» **Task details**:
Copy out all the rows below with "Place one point" in place of every "Drop a single marker" and nothing else altered. Leave the pictures out of your copy.

» **Data supplied**:
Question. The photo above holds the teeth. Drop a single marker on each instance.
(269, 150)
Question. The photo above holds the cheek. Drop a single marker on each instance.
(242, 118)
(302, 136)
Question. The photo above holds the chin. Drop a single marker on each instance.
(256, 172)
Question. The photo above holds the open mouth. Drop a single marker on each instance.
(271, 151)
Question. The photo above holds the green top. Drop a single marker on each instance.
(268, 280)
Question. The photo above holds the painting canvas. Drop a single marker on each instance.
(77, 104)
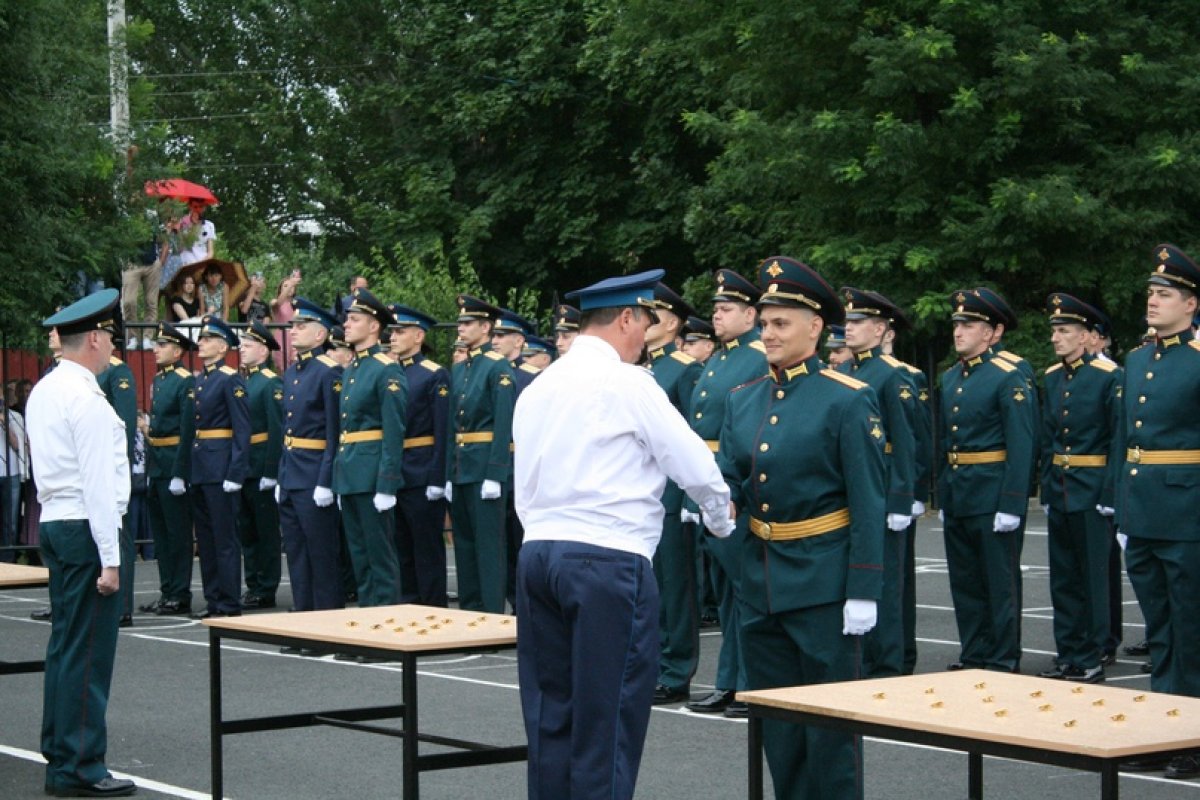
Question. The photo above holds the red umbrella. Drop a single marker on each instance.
(177, 188)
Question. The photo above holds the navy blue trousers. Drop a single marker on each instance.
(587, 659)
(216, 539)
(311, 542)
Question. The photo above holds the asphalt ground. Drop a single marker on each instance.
(159, 713)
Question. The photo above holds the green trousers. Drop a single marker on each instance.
(78, 657)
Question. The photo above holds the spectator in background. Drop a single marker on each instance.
(185, 305)
(214, 294)
(205, 241)
(252, 307)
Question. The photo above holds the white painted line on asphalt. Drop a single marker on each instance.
(143, 783)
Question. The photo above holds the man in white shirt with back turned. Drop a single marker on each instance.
(83, 483)
(595, 440)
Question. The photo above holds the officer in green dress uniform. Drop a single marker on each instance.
(169, 468)
(1079, 426)
(1159, 481)
(675, 560)
(479, 459)
(371, 452)
(922, 488)
(83, 483)
(258, 523)
(117, 382)
(741, 359)
(802, 450)
(869, 317)
(987, 433)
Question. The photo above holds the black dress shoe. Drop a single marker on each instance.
(108, 787)
(737, 710)
(1183, 767)
(151, 607)
(665, 695)
(1140, 649)
(1146, 764)
(714, 703)
(173, 608)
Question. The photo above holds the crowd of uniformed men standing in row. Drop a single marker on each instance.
(360, 447)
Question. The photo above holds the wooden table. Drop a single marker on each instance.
(16, 576)
(395, 632)
(1087, 727)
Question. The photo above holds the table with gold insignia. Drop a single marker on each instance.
(400, 633)
(1079, 726)
(17, 576)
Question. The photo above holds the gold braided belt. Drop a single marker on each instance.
(783, 531)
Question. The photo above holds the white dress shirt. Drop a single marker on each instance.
(595, 441)
(79, 461)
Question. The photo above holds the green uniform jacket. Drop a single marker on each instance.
(117, 383)
(1162, 392)
(483, 394)
(373, 396)
(677, 374)
(807, 444)
(898, 401)
(172, 414)
(1080, 416)
(264, 392)
(985, 409)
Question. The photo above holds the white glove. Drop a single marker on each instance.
(719, 524)
(1005, 522)
(857, 617)
(323, 497)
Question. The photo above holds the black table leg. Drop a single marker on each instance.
(408, 683)
(215, 714)
(755, 755)
(1109, 774)
(975, 775)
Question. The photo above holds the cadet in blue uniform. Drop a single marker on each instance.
(741, 359)
(420, 505)
(117, 382)
(675, 560)
(595, 443)
(802, 451)
(371, 451)
(83, 483)
(922, 489)
(220, 463)
(1080, 422)
(869, 317)
(987, 433)
(479, 459)
(312, 386)
(1159, 481)
(258, 521)
(169, 468)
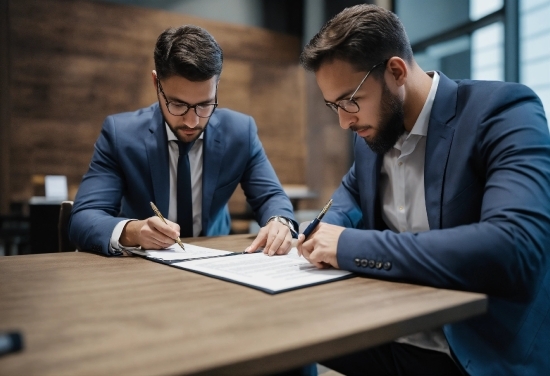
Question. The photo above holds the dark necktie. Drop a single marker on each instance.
(184, 196)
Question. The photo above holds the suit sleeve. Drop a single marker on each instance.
(260, 184)
(345, 209)
(505, 253)
(97, 203)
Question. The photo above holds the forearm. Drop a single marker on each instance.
(130, 236)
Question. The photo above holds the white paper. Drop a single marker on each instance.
(174, 252)
(275, 273)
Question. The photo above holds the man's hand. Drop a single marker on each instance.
(274, 237)
(151, 233)
(321, 246)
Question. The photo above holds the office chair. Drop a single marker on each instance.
(65, 245)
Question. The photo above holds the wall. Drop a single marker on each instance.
(72, 63)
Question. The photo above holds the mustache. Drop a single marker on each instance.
(357, 128)
(186, 128)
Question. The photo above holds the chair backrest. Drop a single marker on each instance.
(65, 245)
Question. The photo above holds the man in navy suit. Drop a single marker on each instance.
(450, 188)
(183, 155)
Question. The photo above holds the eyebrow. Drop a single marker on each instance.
(342, 96)
(177, 100)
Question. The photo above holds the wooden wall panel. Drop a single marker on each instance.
(75, 62)
(5, 112)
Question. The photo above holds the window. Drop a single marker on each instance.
(534, 48)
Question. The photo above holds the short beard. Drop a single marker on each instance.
(391, 124)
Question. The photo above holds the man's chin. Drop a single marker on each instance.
(188, 136)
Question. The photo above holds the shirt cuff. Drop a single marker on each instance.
(115, 247)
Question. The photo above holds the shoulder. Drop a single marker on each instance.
(135, 119)
(494, 93)
(225, 115)
(232, 122)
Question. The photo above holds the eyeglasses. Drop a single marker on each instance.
(350, 105)
(203, 110)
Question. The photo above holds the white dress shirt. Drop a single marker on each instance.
(195, 164)
(403, 197)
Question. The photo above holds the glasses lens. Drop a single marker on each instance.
(204, 110)
(177, 109)
(349, 106)
(332, 106)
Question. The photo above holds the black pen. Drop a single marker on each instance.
(309, 229)
(157, 212)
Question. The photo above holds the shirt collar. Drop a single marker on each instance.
(172, 137)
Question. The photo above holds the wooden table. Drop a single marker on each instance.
(84, 314)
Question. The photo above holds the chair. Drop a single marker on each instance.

» **Task output**:
Question. The photo above holds the teeth. Place one point on each instance.
(269, 150)
Question. The photo above holds the cheek. Place one point on each instance.
(242, 118)
(302, 136)
Question. The photo above holds the chin. Place one point on each instance.
(256, 172)
Question. The photo above holds the open mouth. Place one point on each instance.
(271, 151)
Question. The photo above holds the green top. Place one point on each instance.
(268, 280)
Question. The photo above holds the painting canvas. Place one point on each instance.
(77, 104)
Question. The photo above holds the red umbrella. Place one point on each instance.
(177, 188)
Question. The photo above holds the navy blue trousers. Place one point on each instance.
(587, 659)
(216, 539)
(311, 542)
Question. The photo above holds the asphalt ground. Place one point on each instance.
(159, 713)
Question. The photo above holds the green trousers. Place one point on each instance.
(78, 657)
Question. The photo above holds the spectator in background. Place one point on each instance.
(185, 305)
(214, 294)
(205, 241)
(252, 307)
Question. The photo above holds the white painted line on asphalt. Place one point on each instance.
(143, 783)
Question. The photo above holds the man in white shirt with back turned. Place one point on each instance.
(83, 483)
(595, 440)
Question. The photo above holds the officer in green dress uniform. Place one point on each instance.
(169, 468)
(1079, 426)
(1159, 481)
(675, 560)
(479, 459)
(371, 452)
(922, 488)
(83, 483)
(258, 523)
(117, 382)
(741, 359)
(802, 450)
(869, 317)
(987, 433)
Question. The photo above holds the black dress shoe. Place one point on each instance.
(108, 787)
(737, 710)
(1183, 767)
(151, 607)
(665, 695)
(1140, 649)
(1146, 764)
(714, 703)
(173, 608)
Question. The photo above holds the crowd of uniformed men standing in row. Place one point on each instance.
(360, 447)
Question. The photo above holds the wooden table. Place one point on each instance.
(16, 576)
(395, 632)
(1087, 727)
Question. The photo above holds the table with gold insignia. Place one point on each instance.
(400, 633)
(1079, 726)
(17, 576)
Question. The photo above holds the gold braided belt. Place one point on each instance.
(783, 531)
Question. The photo above holds the white dress shirt. Place one point on each instance.
(595, 441)
(79, 461)
Question. The photo above holds the green uniform jacket. Place one point on each instance.
(117, 383)
(1162, 392)
(483, 394)
(373, 396)
(677, 374)
(807, 444)
(898, 401)
(172, 414)
(1080, 416)
(264, 392)
(985, 409)
Question. The photo above holds the white glove. Place one point on each instance.
(719, 524)
(1005, 522)
(857, 617)
(323, 497)
Question. The photo above holds the black table leg. Place one point on each instance.
(408, 683)
(215, 714)
(755, 755)
(1109, 774)
(975, 775)
Question. The photo above holds the cadet in blue uniform. Place one point on each instance.
(741, 359)
(420, 505)
(117, 382)
(675, 560)
(595, 443)
(802, 451)
(371, 451)
(83, 483)
(922, 489)
(220, 463)
(1080, 422)
(869, 317)
(987, 433)
(479, 459)
(312, 386)
(1159, 481)
(258, 521)
(169, 468)
Question. The photo above holds the dark necktie. Place one point on each instance.
(184, 196)
Question. The photo above holds the suit sleeve. Place one point on each instance.
(260, 184)
(345, 209)
(505, 253)
(97, 203)
Question. The photo above holds the forearm. Place one point on each instance.
(130, 236)
Question. The photo above holds the white paper. Place one point on each instance.
(174, 252)
(275, 273)
Question. The photo above holds the man's hand. Place one point on each instance.
(274, 237)
(151, 233)
(321, 246)
Question. The photo above holds the office chair. Place one point on each instance.
(65, 245)
Question. The photo above holds the wall. Place one point on each instance.
(72, 63)
Question. The photo above holds the mustache. Place one point on each instance.
(357, 128)
(186, 128)
Question. The photo above holds the chair backrest. Place one point on each instance.
(65, 245)
Question. The photo above holds the man in navy suit. Place one point on each instance.
(450, 188)
(183, 155)
Question. The photo above holds the eyebrow. Place one point on each instance.
(342, 96)
(177, 100)
Question. The photo above holds the wooden wall panel. Place one point on each instance.
(75, 62)
(5, 112)
Question. The photo above holds the window. Place one point on each instance.
(534, 48)
Question. The photo above holds the short beard. Place one point on each instance.
(391, 124)
Question. The photo above holds the man's chin. Place one point on each instance.
(188, 136)
Question. The photo above holds the shirt cuff. Place one point on each instance.
(115, 247)
Question. The photo above holds the shoulder. Place one point on each instance.
(135, 119)
(494, 93)
(225, 115)
(232, 122)
Question. The photo above holds the eyeglasses. Place one point on each instance.
(350, 105)
(203, 110)
Question. The photo above holds the white dress shirt. Place one point on each instance.
(195, 164)
(403, 197)
Question. The photo above holds the glasses lens. Place one point on each instance.
(204, 110)
(177, 109)
(349, 106)
(332, 106)
Question. The photo above holds the black pen. Place one point on each instance.
(309, 229)
(157, 212)
Question. The photo above holds the shirt collar. Place one point on each instance.
(172, 137)
Question. The photo above holds the wooden table. Place one point on each instance.
(84, 314)
Question. The photo above holds the chair. Place one point on each instance.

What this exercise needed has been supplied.